[Problem requirements]: Retype each entry below, keeping every character the same.

[Exercise inputs]:
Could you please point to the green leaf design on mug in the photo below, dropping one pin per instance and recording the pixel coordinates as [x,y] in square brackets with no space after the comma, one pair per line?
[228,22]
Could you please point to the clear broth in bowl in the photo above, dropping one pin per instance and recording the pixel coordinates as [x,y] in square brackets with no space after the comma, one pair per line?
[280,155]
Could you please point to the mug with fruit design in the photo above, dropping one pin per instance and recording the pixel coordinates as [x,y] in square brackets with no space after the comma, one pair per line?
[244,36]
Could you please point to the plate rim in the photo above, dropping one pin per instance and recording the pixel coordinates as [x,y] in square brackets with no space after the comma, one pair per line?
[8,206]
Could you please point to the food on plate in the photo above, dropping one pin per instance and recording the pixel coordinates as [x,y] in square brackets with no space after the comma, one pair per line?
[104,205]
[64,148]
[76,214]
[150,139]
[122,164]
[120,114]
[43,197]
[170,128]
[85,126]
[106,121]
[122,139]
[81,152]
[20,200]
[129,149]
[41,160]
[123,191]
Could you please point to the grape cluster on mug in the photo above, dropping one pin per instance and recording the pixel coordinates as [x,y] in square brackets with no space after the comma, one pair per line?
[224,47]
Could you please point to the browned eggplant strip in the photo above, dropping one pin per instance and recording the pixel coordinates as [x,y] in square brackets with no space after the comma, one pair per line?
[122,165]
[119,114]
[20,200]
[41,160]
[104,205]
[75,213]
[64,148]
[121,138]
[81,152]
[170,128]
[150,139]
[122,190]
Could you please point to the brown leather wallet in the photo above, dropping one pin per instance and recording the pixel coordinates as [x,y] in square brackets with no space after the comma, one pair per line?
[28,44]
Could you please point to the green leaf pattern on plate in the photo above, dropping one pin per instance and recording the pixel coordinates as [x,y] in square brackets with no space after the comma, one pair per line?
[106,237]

[Problem solution]:
Could you please point to the green leaf design on mug in the photo below, dropping one pin per instance and recording the pixel coordinates as [x,y] in square brackets with no space after the comma, one pair per line?
[228,22]
Could you please point to the clear broth in bowl in the photo above, dropping one pin per instance and recording the pixel coordinates as [x,y] in square brackets with no space after the comma, one pair per line?
[280,155]
Could you please point to the mug with fruit design in the photo above, dropping one pin per instance and recording the pixel coordinates as [x,y] in square brackets with no space after the comma, one pair per line?
[244,36]
Could you please point to the plate rim in the photo above, dropping one pin per instance and recording the pixel coordinates as [x,y] in square brackets with no space after the comma, one pair per line?
[8,206]
Could you please point to the food on plate in the photo above, dropping one pin per instance and recording the pixel coordinates as [x,y] in square brackets with no space after the comma, one pair per line?
[104,205]
[64,148]
[76,214]
[150,139]
[122,164]
[120,114]
[43,197]
[170,128]
[85,126]
[106,121]
[122,139]
[81,152]
[20,200]
[129,149]
[41,160]
[123,191]
Could you please point to the grape cluster on mug in the photo above, dropping one pin per instance and recording the pixel coordinates as [x,y] in square brackets with no space after the comma, one pair per line?
[224,47]
Could you please point to the browned eggplant strip in the photo above, dropping one pin per instance and recording the pixel coordinates as [x,y] in square brackets with no space after the comma, one pair per line?
[122,165]
[119,114]
[20,200]
[41,160]
[104,205]
[75,213]
[64,148]
[121,138]
[81,152]
[170,128]
[150,139]
[122,190]
Could you please point to the brown leather wallet in the photo above, dropping one pin per instance and recording the pixel coordinates as [x,y] in square brackets with no space after the comma, one pair per line?
[28,44]
Could you please point to the green leaf pattern on plate in the photo above, dropping one pin per instance and recording the pixel coordinates as [x,y] in square brackets with no space after the comma, one pair per line?
[106,237]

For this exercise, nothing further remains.